Work to complete: Gather every line below that holds the string "white", and copy each one out unchanged.

Material shown:
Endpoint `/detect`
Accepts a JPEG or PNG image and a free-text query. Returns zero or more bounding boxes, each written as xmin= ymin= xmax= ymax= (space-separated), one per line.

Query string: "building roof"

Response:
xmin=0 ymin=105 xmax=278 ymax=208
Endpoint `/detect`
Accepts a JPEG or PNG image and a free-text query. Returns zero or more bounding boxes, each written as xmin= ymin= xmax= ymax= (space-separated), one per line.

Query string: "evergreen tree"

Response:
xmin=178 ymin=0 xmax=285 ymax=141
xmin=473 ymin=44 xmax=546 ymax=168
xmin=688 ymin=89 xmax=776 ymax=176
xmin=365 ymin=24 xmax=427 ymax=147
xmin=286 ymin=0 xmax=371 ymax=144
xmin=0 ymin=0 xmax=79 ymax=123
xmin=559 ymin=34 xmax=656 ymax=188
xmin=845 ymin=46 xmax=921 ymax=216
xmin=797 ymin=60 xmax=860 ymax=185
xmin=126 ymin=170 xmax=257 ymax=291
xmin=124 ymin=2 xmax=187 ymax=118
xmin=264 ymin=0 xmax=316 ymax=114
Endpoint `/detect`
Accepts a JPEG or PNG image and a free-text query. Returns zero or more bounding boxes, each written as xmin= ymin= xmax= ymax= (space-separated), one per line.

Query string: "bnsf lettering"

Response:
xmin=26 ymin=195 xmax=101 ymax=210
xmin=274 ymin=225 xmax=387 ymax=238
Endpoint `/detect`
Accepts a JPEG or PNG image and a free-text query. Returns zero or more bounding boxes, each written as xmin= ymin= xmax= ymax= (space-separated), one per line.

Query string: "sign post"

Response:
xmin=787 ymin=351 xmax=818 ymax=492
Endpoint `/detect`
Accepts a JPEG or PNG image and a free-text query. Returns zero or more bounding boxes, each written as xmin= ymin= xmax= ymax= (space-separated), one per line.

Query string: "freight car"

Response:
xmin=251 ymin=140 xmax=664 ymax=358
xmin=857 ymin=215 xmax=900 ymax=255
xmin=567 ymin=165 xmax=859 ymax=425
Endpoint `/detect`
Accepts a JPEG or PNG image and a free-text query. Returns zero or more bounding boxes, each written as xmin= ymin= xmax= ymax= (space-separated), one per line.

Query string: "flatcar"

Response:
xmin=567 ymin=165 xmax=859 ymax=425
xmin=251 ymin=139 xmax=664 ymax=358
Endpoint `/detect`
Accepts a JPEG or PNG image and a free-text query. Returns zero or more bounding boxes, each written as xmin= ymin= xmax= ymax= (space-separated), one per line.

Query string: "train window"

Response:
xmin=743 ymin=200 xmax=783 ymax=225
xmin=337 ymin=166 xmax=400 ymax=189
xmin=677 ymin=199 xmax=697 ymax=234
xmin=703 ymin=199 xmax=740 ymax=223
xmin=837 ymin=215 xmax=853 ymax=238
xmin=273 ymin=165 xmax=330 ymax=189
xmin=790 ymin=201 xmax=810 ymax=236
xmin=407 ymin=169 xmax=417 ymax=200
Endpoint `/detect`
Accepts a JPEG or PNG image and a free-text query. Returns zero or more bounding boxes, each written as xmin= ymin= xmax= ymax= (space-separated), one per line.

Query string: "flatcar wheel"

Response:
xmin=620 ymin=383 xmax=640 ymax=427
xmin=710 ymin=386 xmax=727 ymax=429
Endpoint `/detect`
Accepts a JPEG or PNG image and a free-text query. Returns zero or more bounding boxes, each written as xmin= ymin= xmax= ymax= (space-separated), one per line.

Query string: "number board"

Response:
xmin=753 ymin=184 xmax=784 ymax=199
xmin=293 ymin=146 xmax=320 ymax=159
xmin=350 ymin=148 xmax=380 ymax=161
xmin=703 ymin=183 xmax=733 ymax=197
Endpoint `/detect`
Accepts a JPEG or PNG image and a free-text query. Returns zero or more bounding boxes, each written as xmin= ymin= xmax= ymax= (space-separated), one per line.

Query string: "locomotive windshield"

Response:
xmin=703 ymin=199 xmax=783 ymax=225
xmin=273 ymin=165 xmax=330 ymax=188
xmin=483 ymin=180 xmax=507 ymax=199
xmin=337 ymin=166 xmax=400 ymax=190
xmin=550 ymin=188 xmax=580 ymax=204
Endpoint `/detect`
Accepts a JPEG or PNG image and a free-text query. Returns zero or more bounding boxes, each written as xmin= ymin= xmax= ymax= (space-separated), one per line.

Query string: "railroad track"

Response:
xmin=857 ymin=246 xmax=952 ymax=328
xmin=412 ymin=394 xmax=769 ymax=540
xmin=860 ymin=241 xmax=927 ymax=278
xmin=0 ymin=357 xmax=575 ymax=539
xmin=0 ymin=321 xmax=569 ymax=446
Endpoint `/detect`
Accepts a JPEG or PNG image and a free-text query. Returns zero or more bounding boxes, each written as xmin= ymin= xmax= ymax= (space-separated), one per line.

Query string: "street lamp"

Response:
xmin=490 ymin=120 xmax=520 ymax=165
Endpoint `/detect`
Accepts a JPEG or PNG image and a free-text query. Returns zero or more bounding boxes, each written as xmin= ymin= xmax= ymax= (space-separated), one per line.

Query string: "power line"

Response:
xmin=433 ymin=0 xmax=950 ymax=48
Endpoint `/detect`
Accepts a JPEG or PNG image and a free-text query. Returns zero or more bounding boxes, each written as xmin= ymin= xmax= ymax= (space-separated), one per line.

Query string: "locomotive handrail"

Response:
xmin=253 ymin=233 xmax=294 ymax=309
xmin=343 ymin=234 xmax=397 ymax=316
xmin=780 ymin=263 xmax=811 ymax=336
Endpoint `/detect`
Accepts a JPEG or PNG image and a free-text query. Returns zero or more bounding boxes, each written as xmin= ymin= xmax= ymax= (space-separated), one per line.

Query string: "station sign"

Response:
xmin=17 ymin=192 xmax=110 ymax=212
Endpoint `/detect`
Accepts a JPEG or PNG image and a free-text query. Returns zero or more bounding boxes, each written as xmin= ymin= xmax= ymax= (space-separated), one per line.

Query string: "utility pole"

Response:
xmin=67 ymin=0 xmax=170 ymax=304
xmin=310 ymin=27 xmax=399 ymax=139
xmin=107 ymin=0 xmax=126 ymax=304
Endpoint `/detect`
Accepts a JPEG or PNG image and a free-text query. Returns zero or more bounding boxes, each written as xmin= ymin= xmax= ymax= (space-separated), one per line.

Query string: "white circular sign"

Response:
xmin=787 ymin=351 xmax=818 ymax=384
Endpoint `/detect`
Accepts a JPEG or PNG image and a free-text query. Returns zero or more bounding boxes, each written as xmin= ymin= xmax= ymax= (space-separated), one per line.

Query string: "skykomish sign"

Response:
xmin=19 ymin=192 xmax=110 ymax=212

* * *

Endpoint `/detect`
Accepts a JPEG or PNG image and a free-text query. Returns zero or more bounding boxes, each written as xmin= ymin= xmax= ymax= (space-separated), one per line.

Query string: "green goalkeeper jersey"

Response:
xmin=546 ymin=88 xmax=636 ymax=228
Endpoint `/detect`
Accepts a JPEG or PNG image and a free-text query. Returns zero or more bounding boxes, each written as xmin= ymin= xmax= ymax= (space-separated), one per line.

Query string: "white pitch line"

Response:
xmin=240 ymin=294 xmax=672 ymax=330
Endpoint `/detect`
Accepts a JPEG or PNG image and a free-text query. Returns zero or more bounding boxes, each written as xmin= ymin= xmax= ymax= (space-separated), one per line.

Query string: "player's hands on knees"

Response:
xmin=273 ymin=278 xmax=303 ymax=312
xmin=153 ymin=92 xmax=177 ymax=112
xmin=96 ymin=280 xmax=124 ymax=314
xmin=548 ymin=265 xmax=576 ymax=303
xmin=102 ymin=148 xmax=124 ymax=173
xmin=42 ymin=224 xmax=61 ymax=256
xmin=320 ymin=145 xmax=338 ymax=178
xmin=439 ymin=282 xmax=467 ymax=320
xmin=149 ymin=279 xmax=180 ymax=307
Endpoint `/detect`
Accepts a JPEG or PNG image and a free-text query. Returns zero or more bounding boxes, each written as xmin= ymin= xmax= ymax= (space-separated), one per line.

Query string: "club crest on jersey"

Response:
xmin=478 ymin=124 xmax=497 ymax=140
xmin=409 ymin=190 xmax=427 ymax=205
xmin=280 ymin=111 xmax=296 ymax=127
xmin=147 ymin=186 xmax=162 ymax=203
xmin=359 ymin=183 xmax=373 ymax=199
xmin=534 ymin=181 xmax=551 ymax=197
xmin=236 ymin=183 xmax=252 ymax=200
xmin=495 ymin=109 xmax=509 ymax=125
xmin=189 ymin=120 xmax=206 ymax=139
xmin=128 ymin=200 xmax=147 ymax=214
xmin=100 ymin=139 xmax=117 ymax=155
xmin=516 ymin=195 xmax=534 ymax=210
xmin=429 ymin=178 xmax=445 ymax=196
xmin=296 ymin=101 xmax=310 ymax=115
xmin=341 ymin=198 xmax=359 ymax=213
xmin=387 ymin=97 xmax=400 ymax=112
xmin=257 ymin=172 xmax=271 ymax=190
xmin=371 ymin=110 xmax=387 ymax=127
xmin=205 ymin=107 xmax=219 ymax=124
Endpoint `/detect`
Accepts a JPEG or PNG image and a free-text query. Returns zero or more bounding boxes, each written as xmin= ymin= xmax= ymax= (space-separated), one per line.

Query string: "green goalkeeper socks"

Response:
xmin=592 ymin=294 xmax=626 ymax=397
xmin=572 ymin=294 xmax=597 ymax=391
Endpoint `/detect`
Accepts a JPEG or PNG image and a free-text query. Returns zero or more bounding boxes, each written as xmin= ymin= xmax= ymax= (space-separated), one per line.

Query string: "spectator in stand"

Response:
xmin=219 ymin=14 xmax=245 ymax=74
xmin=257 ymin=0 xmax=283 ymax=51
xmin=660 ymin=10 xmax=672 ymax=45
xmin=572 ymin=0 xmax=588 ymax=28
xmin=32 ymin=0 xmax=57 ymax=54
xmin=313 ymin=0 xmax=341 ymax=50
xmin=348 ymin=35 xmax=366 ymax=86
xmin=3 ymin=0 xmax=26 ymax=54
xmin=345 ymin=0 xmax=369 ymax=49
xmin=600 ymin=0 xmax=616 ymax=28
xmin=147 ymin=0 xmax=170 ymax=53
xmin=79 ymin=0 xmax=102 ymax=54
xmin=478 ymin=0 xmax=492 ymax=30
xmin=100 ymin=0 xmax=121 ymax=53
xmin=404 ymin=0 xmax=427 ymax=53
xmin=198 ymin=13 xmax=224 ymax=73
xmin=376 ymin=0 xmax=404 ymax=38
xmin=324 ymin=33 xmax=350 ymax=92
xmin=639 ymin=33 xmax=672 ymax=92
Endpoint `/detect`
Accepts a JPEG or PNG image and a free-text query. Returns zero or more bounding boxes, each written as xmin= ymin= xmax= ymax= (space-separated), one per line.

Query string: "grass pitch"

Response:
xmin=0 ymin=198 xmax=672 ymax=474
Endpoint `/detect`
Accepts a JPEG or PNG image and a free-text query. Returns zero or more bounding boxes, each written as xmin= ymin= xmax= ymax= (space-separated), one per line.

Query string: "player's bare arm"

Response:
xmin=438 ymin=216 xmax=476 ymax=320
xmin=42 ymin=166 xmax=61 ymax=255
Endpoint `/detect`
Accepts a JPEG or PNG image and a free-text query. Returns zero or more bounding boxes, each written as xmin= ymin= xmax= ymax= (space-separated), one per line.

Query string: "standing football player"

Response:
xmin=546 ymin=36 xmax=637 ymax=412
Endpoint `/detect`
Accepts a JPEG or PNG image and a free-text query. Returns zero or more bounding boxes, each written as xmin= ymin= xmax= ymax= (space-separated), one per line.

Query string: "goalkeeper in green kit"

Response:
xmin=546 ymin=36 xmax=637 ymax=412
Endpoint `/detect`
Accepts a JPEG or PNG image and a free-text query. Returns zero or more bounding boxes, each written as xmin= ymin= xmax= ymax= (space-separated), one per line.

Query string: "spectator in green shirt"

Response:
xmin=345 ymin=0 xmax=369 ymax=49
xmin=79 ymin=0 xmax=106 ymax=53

In response:
Query string: "white circular sign"
Query string: "white pitch line"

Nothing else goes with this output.